## Quoted text
Class content > Energy: The Quantity of Motion
Prerequisites
Starting with the Newtonian framework for describing motion -- objects, interactions, Newton's laws -- and asking the question, "what part of Newton's 2nd law tells us how an object changes its speed (irrespective of direction)", we were led to introduce the concept of kinetic energy -- ½mv2. The work-energy theorem (derived from Newton's 2nd law) led us to introduce the idea of potential energy -- energy connected to interaction forces. The concept of a potential energy lets us see interaction forces as a way to "store" or "release" kinetic energy.
At this point, we have determined expressions to quantify potential energy due to gravity, electricity, and springs. To calculate the potential energy associated with an interaction force between two objects we first treated a single object as our system and considered how much work the interaction force does on our object of interest via the work-energy theorem. Then we changed our perspective and considered both objects as our system. In that case the interaction force between the two objects within the same system allows the system to "store" potential energy in the interaction force.
For example, the kinetic energy of an object thrown upward is "stored" in the greater displacement of the object from the earth and then released when the object falls back down. The kinetic energy of an object hitting a spring is "stored" in the squeeze of the spring. As one positive charge approaches another fixed charge head on it will slow and "store" its kinetic energy in its closeness to the fixed charge.
We were able to do a quantitative calculation for three of the forces we have studied: gravity, electricity, and springs. We focused on cases where all potential energy can get transferred into kinetic energy of only one of the interacting objects. Since we can interpret normal and tension forces as a kind of very stiff spring force (see Young's modulus), we could define potential energies for these as well and we will when it turns out to be convenient.
Finally, what about our other forces? Our resistive forces?
Conservative vs. non-conservative forces
It turns out that we cannot define potential energies associated with resistive forces. We can see this at the macro level by remembering the condition that we needed to turn work into a potential energy: the work done by the force had to be reversible, i.e. energy stored by the force needs to be able to recreate the KE it had drained, that is, if a force decreased the KE in one direction, it had to restore it when the object moved back in the opposite direction. Whats more, the work only depended on the starting and ending positions and not on what happened in between. This way, if you reversed the direction, you would reverse the sign of the work and get the PE back when you reversed. Forces for which this works are called conservative.
This requirement fails for the resistive forces of friction, viscosity, and drag. For two relatively moving objects that exert resistive forces on each other, the forces always point to oppose the relative motion. As a result, the work is negative -- the force and displacement are in opposite directions (and cos 180 = -1) so it devours KE. If you try to reverse the motion, the forces reverse too and the work is still negative. It continues to devour KE instead of restoring it. Forces like this -- whose work can't be written as a change in a potential energy -- are called non-conservative. The key marker of non-conservative forces is velocity dependence. The force doesn't only depend on the object's position, but on its velocity as well.

## Data provided
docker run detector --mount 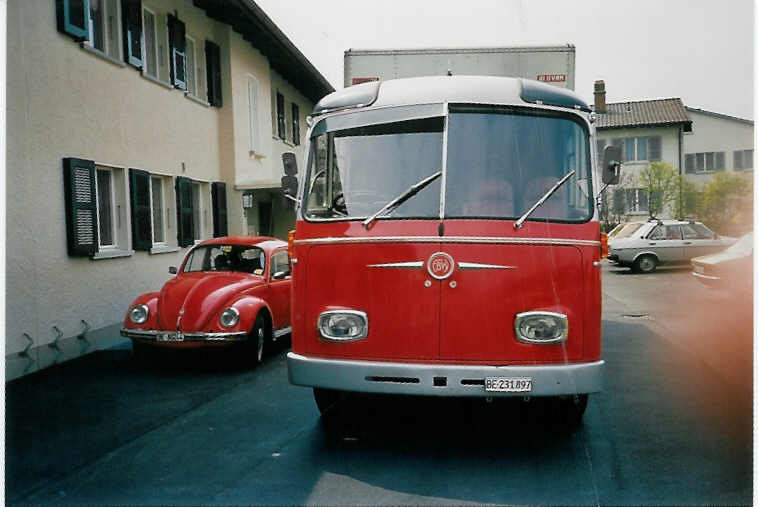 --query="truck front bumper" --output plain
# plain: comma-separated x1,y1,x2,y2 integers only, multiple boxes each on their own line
121,327,247,344
287,352,605,396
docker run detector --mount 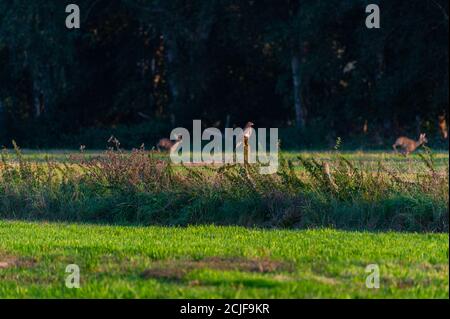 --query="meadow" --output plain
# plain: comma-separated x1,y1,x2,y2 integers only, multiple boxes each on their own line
0,147,449,298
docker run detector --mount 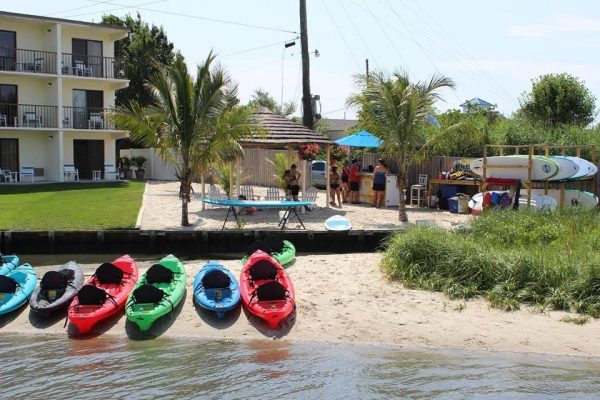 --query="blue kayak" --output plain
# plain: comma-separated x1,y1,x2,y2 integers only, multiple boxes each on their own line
0,256,19,275
194,261,240,319
0,264,37,315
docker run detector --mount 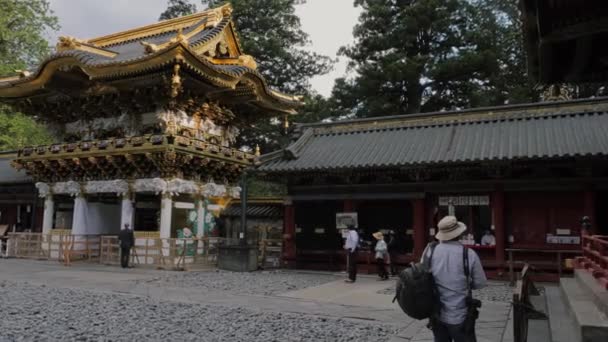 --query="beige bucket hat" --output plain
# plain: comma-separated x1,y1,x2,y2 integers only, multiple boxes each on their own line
435,216,467,241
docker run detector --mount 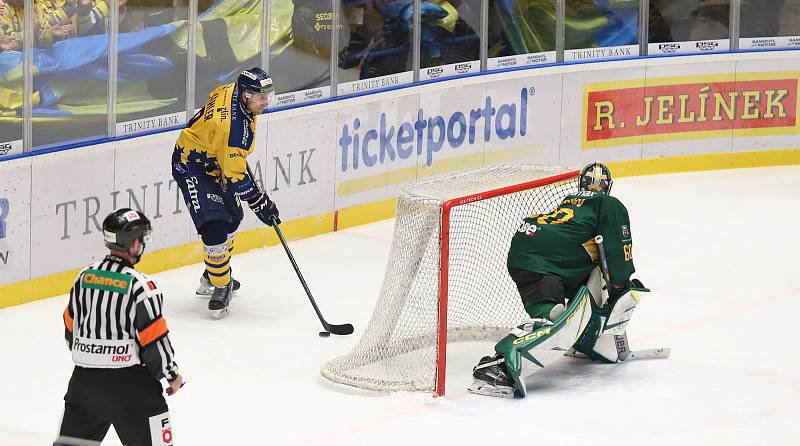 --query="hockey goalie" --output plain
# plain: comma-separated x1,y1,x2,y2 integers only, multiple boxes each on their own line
468,162,668,398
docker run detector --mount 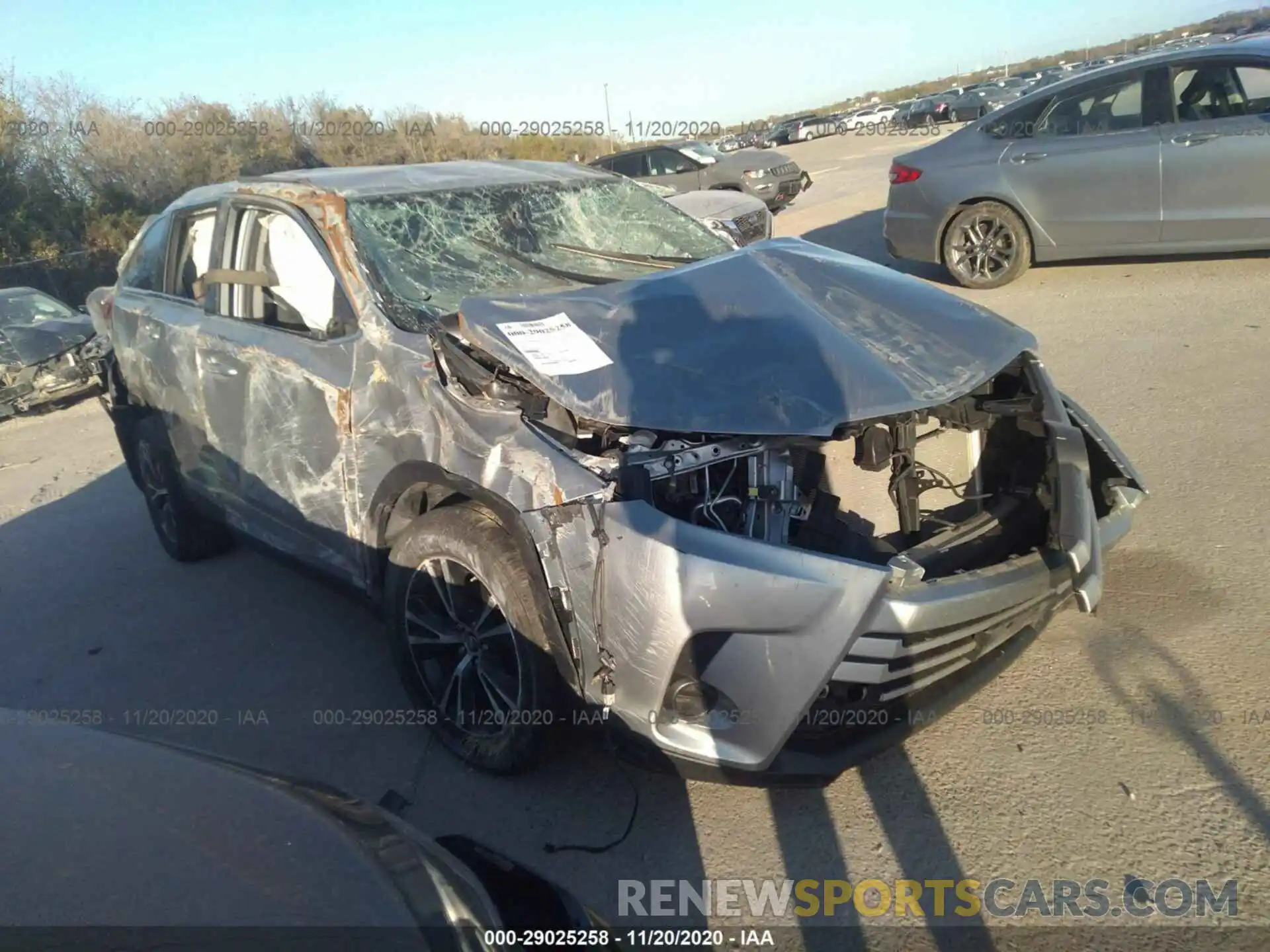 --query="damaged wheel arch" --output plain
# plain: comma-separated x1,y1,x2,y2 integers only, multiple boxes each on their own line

## Required work
A - Do these statements agree with the energy passage? Answer yes or no for each, and quote the words that decide it.
(i) A potential energy can be defined for drag.
(ii) Normal and tension forces can be treated as a very stiff spring force.
(iii) When friction's motion is reversed, its work becomes positive.
B - Carry on writing the energy passage, starting after its final sentence.
The records come from a different source than the energy passage.

## Task-by-task answers
A -
(i) No: "It turns out that we cannot define potential energies associated with resistive forces."
(ii) Yes: "we can interpret normal and tension forces as a kind of very stiff spring force"
(iii) No: "If you try to reverse the motion, the forces reverse too and the work is still negative."

B -
The simplest example is the friction force acting on a block sliding on a table. If we give it a push the block will slide, but the friction from the table will slow it down and bring it to a stop. If we push it back the other way, the friction will still slow it down -- not speed it up, restoring the energy it stole. So the work done by these kind of forces cannot be written as a change in a potential energy. For friction, the dependence of the force on velocity is not its magnitude, but only its direction. That's enough.
A work-energy theorem with Potential Energy
Potential Energy made things nice and gave us a good way to think about motion, so we would like to take advantage of this even if there are non-conservative forces in our system. Fortunately, we can still include non-conservative forces via the work energy theorem. What we need to do is consider our system to include only interactions that we can describe as PE, and separating the non-conservative interaction forces as interactions that cross the system boundary. A system schema for a situation like this is shown below. Objects A through D interact through conservative forces, but the interaction of object A with object E is non-conservative, so Object is is considered outside our system of interest.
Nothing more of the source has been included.